* [Source text]
╔══

Today I am pleased to be interviewing fellow Spectacle author Alethea Eason. She is the author of the fantasy novel HERON’S PATH, (Spectacle PMG), a novel set in an alternative history setting of Northern California circa 1908. The story focuses on the clash of cultures between the mostly white settler and the Nanchuti, the native people, in the wilderness area along the Talum River. Two sisters, Katy and Celeste, are caught amidst this conflict, while they discover that they are an integral part of the legends that are unfolding in the midst of the seeming disintegration of Nanchuti culture.
Heron’s Path has been classified as a young-adult novel, yet you’re finding that it’s not so young adults who are its primary readers. Why do you think this is the case?

╚══

* [Given exercise 1] In the interview, rewrite the passage starting at "Heron’s Path has" and ending at "is the case?", changing "readers" to "audience".

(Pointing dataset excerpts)
╔══

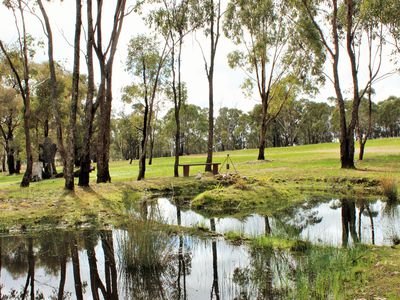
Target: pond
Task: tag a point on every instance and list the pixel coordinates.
(336, 222)
(132, 264)
(144, 262)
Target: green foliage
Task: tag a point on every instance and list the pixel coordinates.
(322, 273)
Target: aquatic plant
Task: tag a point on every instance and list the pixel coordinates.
(323, 272)
(389, 188)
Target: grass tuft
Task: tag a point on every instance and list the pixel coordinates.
(389, 188)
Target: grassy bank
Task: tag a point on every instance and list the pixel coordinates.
(289, 175)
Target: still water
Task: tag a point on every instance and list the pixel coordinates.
(144, 262)
(336, 222)
(134, 264)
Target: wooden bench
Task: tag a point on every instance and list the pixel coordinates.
(186, 167)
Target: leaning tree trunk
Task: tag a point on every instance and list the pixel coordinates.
(210, 141)
(142, 158)
(263, 130)
(103, 150)
(69, 168)
(84, 174)
(53, 92)
(10, 158)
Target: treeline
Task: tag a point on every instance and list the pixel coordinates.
(300, 122)
(283, 48)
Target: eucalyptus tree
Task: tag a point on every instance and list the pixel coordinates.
(212, 26)
(338, 22)
(90, 107)
(146, 63)
(175, 19)
(105, 54)
(9, 121)
(70, 157)
(271, 55)
(22, 77)
(54, 94)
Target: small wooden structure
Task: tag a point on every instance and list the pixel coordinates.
(186, 167)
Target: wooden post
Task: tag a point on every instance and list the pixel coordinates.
(186, 170)
(215, 169)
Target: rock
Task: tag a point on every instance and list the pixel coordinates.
(37, 171)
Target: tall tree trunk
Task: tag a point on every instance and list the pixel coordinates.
(263, 129)
(53, 79)
(103, 144)
(214, 38)
(70, 160)
(10, 155)
(3, 162)
(84, 174)
(142, 158)
(152, 133)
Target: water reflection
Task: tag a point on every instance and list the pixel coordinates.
(341, 222)
(137, 263)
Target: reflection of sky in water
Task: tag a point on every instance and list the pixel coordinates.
(320, 224)
(198, 282)
(329, 230)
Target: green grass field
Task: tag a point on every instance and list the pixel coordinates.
(283, 179)
(312, 166)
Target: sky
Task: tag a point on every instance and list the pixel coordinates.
(227, 81)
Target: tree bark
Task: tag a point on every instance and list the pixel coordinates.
(25, 93)
(53, 78)
(90, 109)
(214, 38)
(103, 144)
(70, 160)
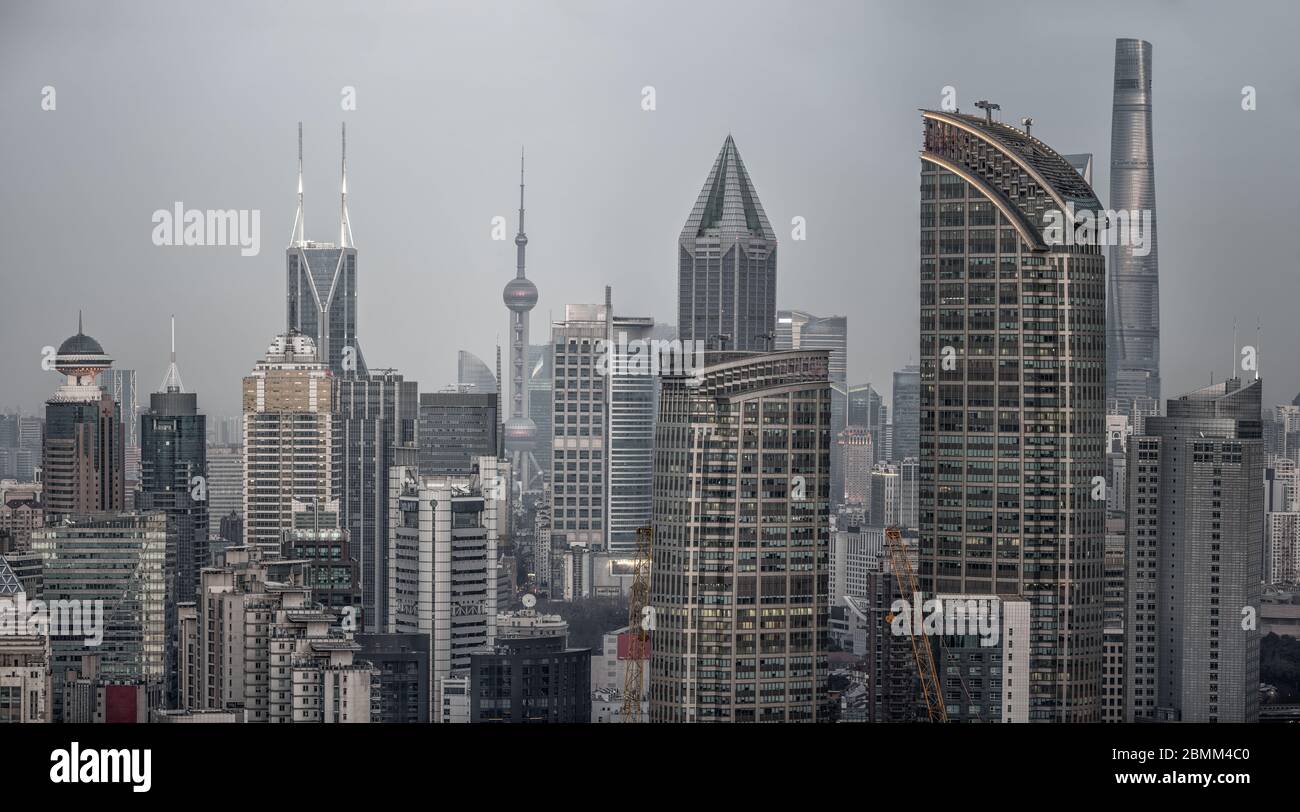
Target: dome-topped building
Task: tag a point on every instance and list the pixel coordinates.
(81, 359)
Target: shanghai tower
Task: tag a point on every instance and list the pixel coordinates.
(1132, 287)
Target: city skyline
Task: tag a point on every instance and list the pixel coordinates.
(401, 205)
(806, 443)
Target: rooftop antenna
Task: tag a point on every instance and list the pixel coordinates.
(172, 380)
(299, 228)
(1236, 355)
(988, 107)
(1256, 347)
(521, 238)
(345, 228)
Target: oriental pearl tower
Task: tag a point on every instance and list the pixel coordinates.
(520, 296)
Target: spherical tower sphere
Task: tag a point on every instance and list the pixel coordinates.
(520, 295)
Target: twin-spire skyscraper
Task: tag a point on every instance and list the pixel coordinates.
(321, 282)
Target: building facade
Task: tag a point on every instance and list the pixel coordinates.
(1194, 559)
(1012, 402)
(289, 441)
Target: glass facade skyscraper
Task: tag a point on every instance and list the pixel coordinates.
(740, 572)
(1132, 290)
(1012, 402)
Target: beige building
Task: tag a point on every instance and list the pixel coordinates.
(20, 517)
(25, 684)
(287, 437)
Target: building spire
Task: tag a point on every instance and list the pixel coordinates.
(345, 228)
(521, 238)
(172, 380)
(299, 228)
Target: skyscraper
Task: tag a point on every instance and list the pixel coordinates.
(540, 381)
(120, 385)
(173, 464)
(173, 452)
(800, 330)
(442, 569)
(580, 446)
(321, 283)
(289, 450)
(631, 433)
(1012, 403)
(82, 455)
(906, 413)
(1195, 560)
(727, 263)
(520, 296)
(117, 559)
(456, 428)
(869, 411)
(741, 541)
(1132, 287)
(375, 415)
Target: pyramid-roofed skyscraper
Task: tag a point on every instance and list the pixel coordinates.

╚══

* [Given exercise 2] Find every line in the rows that contains the string "spire" and copy each such line. Case counts.

* [Task result 1]
Heron’s Path has been classified as a young-adult novel, yet you’re finding that it’s not so young adults who are its primary audience. Why do you think this is the case?

* [Task result 2]
Target: twin-spire skyscraper
Target: building spire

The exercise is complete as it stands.